DOCUMENT:
InfluxDB TimescaleDB time series metrics database

TL;DR

Databases optimised for storing and querying time-stamped data — metrics, events, sensor readings — with efficient range queries, downsampling, and data retention policies.

Explanation

Time-series databases are optimised for append-only writes with a timestamp as the primary index. Key features: efficient range queries (SELECT WHERE time BETWEEN), downsampling (aggregate minute data to hour data automatically), retention policies (auto-delete data older than 90 days), and compression (repeated timestamps and similar values compress extremely well). Tools: InfluxDB (time-series specific), TimescaleDB (PostgreSQL extension — SQL plus time-series optimisations), Prometheus (pull-based metrics), ClickHouse (column-store for analytics). PHP metrics: use Prometheus PHP client or StatsD to push metrics to InfluxDB/Prometheus.

Common Misconception

MySQL or PostgreSQL is sufficient for time-series data — general-purpose databases store time-series data but cannot efficiently downsample, apply retention policies, or compress time-series patterns; dedicated solutions are 10-100x more efficient.

Why It Matters

A MySQL table storing 1 billion metrics rows with no downsampling grows indefinitely and slows all queries — TimescaleDB with automatic compression and hourly aggregation keeps the table small and queries fast.

Common Mistakes

  • No data retention policy — time-series tables grow indefinitely without automatic deletion.
  • No downsampling — storing raw per-second data when per-minute is sufficient wastes storage.
  • Using a general-purpose DB primary key (UUID) instead of timestamp — defeats time-series optimisations.

WHAT THE EXERCISE ASKS: Copy the time-series database text starting at "Databases optimised for" and ending at "metrics to InfluxDB/Prometheus.", substituting "interval queries" for "range queries" at every occurrence.

RECORD SET:
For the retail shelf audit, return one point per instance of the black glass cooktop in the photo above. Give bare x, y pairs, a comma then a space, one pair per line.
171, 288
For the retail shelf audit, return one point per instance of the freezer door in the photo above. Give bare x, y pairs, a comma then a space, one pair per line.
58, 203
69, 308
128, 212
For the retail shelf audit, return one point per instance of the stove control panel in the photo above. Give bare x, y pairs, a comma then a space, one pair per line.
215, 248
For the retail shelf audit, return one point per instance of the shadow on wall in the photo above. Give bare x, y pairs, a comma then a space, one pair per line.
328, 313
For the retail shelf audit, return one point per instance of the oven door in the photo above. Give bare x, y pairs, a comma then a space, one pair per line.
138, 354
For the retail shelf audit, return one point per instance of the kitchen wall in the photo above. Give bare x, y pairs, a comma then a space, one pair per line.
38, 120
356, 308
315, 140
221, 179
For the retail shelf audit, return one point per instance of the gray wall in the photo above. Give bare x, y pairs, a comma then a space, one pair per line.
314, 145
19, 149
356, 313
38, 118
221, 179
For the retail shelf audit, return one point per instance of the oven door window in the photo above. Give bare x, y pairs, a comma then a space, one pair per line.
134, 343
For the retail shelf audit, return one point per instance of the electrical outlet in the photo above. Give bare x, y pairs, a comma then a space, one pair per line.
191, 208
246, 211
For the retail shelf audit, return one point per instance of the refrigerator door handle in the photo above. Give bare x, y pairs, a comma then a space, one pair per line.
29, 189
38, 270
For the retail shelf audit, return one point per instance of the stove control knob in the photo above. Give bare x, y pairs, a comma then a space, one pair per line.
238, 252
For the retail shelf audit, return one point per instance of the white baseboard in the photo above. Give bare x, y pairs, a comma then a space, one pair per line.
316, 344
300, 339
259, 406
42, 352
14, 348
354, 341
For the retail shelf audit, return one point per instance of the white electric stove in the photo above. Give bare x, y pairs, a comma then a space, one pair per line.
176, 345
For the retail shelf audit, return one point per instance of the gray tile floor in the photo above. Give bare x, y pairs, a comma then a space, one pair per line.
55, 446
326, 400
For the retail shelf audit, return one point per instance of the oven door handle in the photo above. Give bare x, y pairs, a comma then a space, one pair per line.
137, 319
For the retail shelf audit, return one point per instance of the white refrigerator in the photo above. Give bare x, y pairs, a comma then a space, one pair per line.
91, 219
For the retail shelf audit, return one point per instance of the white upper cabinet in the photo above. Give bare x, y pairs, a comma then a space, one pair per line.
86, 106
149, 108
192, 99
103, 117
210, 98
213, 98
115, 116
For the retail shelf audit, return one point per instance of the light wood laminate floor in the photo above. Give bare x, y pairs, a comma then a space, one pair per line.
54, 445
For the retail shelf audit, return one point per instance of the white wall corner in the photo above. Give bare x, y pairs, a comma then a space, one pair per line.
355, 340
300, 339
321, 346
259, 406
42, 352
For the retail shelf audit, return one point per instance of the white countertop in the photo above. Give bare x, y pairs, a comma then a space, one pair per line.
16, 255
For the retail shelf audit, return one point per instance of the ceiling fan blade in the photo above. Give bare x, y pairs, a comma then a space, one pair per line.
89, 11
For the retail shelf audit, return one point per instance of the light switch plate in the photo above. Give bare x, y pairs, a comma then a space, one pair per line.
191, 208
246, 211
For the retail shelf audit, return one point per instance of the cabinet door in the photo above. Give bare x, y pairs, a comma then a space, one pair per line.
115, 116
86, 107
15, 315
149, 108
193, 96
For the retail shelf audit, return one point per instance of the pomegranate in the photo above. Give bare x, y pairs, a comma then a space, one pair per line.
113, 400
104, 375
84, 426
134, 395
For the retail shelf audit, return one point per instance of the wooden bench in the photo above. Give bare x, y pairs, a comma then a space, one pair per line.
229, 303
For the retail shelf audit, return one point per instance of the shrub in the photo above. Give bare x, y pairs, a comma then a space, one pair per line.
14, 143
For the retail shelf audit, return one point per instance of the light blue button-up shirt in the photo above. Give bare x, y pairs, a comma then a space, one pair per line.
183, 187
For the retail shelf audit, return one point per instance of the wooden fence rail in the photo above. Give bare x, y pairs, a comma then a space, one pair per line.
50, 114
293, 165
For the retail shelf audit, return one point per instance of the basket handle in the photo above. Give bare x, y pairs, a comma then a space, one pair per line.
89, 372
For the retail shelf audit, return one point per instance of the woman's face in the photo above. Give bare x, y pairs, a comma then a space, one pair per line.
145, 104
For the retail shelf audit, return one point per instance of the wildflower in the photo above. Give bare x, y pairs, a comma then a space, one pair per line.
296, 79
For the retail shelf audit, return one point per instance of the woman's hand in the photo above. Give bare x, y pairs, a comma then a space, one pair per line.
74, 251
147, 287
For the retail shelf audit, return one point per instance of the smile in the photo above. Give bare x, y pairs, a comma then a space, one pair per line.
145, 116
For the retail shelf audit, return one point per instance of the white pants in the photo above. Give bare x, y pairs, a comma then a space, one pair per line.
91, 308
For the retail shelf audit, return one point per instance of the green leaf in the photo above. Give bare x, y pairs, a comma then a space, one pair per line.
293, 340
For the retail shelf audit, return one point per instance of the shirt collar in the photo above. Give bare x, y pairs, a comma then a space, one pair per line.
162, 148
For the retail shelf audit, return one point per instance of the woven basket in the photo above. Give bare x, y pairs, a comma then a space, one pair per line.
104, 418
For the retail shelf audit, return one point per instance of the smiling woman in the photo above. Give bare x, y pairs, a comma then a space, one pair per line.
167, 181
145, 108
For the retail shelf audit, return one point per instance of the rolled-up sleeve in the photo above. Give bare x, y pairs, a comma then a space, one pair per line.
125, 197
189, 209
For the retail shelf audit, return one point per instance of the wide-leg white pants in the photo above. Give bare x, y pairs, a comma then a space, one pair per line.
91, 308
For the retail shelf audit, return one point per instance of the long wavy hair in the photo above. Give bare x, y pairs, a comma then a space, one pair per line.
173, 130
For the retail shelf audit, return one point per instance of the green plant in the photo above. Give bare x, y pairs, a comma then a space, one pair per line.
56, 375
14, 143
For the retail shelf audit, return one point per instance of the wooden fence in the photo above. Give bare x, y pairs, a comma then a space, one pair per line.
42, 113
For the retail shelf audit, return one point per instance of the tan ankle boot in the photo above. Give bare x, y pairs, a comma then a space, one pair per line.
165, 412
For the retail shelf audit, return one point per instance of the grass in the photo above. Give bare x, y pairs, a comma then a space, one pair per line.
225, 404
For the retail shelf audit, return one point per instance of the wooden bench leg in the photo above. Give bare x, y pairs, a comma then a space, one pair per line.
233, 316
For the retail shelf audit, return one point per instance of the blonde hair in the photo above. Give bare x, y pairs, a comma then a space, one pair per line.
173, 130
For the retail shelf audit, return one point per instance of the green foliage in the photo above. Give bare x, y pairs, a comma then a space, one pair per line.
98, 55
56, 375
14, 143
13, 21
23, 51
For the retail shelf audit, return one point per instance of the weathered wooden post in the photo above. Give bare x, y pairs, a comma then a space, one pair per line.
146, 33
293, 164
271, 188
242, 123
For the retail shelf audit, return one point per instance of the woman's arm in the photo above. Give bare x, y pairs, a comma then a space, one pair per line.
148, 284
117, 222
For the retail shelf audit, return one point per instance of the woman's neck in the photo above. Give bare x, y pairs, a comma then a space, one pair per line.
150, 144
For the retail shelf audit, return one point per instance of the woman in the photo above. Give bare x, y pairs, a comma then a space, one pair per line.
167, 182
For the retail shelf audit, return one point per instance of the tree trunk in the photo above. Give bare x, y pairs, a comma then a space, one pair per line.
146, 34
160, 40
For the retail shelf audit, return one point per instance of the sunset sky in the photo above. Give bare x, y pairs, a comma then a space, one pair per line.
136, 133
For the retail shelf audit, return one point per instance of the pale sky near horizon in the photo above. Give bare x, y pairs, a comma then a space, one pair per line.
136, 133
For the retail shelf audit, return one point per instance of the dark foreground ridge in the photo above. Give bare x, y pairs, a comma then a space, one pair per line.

OUTPUT OF THE TASK:
Databases optimised for storing and querying time-stamped data — metrics, events, sensor readings — with efficient interval queries, downsampling, and data retention policies.

Explanation

Time-series databases are optimised for append-only writes with a timestamp as the primary index. Key features: efficient interval queries (SELECT WHERE time BETWEEN), downsampling (aggregate minute data to hour data automatically), retention policies (auto-delete data older than 90 days), and compression (repeated timestamps and similar values compress extremely well). Tools: InfluxDB (time-series specific), TimescaleDB (PostgreSQL extension — SQL plus time-series optimisations), Prometheus (pull-based metrics), ClickHouse (column-store for analytics). PHP metrics: use Prometheus PHP client or StatsD to push metrics to InfluxDB/Prometheus.